- [Exercise input]
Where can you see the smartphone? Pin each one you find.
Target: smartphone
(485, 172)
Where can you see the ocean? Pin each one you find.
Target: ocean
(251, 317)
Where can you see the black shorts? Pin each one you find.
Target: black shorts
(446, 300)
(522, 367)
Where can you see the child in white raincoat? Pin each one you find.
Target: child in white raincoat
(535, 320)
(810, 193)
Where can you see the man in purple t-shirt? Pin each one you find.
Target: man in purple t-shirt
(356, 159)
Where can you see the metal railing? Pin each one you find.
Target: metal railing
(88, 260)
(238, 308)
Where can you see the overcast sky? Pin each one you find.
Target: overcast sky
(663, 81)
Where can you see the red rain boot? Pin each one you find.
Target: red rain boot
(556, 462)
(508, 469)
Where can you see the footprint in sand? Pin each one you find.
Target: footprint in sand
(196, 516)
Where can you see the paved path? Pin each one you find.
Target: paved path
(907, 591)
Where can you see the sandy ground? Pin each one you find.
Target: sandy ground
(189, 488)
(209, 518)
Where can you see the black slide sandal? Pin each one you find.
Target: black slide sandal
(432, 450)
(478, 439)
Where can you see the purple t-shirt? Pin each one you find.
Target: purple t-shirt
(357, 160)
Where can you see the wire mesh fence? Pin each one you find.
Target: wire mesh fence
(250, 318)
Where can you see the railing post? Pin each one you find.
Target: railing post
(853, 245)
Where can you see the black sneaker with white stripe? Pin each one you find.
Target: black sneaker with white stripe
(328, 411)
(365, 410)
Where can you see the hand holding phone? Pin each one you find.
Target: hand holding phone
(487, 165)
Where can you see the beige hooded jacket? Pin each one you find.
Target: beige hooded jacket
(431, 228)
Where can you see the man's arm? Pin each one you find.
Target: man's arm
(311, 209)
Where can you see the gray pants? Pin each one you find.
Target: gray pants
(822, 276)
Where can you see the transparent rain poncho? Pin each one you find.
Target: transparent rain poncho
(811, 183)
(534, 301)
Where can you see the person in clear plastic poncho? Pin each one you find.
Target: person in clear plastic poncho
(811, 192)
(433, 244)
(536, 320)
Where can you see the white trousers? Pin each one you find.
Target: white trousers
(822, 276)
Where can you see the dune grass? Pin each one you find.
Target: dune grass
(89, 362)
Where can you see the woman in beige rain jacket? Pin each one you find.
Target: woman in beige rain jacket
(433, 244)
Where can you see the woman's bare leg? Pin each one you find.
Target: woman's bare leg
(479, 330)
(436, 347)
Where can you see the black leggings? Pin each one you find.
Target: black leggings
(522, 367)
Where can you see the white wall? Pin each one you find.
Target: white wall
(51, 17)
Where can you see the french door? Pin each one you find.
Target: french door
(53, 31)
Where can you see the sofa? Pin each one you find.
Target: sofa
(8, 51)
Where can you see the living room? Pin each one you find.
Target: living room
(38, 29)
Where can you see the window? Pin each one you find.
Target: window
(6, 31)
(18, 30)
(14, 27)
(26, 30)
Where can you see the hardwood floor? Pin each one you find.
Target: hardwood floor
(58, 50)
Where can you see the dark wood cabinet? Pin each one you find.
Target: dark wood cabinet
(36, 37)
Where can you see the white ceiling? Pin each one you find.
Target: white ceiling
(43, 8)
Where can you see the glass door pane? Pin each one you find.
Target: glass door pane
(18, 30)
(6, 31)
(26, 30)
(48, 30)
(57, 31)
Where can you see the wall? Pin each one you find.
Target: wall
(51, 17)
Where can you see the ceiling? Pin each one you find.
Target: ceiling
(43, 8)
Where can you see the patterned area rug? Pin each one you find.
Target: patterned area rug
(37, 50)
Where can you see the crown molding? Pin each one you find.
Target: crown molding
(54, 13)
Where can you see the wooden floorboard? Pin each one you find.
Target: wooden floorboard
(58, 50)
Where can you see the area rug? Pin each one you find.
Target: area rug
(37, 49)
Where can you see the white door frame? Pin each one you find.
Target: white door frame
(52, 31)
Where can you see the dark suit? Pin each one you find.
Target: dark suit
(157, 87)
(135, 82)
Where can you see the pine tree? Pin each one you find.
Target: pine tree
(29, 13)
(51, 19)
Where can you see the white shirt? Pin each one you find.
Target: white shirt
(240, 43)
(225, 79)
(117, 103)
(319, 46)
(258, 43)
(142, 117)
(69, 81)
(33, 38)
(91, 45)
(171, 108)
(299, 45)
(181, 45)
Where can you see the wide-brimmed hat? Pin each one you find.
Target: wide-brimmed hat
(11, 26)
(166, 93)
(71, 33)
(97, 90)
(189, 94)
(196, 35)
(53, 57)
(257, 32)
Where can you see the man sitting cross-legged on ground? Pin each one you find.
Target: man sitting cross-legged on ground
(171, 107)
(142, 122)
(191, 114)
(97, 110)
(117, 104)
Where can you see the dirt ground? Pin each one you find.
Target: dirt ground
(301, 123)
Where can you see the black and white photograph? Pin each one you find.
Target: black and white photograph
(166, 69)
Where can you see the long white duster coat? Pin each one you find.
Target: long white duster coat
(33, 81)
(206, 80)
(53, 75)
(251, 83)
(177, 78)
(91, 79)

- [Task description]
Out of the material above, output word for word the line with "Where can you see the hand", the line with "Where can you see the dark wood", and all lines between them, with nothing else.

- [Expected answer]
Where can you see the hand holding phone? Pin each one you find.
Target: hand holding phone
(487, 165)
Where can you see the beige hooded jacket? Pin each one you find.
Target: beige hooded jacket
(431, 228)
Where can you see the man's arm? Pin each one you find.
Target: man's arm
(311, 209)
Where can you see the gray pants? Pin each one you find.
Target: gray pants
(822, 276)
Where can you see the transparent rain poncho? Pin each one you find.
Target: transparent rain poncho
(811, 183)
(534, 301)
Where can you see the person in clear plastic poncho? Pin each one you find.
Target: person in clear plastic poncho
(811, 192)
(433, 244)
(536, 320)
Where can you see the white trousers? Pin each one you find.
Target: white trousers
(822, 276)
Where can you see the dune grass? Pin each one you find.
Target: dune grass
(89, 362)
Where can you see the woman in beige rain jacket? Pin each one you find.
Target: woman in beige rain jacket
(433, 244)
Where can you see the woman's bare leg? Pin each one you find.
Target: woman's bare leg
(479, 330)
(436, 347)
Where can you see the black leggings? Pin each one you find.
Target: black leggings
(522, 367)
Where can you see the white wall? Pin each one you find.
Target: white wall
(51, 17)
Where can you see the french door? Pin each one you find.
Target: french door
(53, 31)
Where can you see the sofa? Pin each one you find.
Target: sofa
(8, 51)
Where can you see the living room? Pin each one you find.
Target: living room
(38, 29)
Where can you see the window? Pin each one you find.
Target: window
(6, 31)
(18, 30)
(14, 27)
(26, 30)
Where can you see the hardwood floor? Pin each one you find.
Target: hardwood floor
(58, 50)
Where can you see the dark wood cabinet? Pin each one you find.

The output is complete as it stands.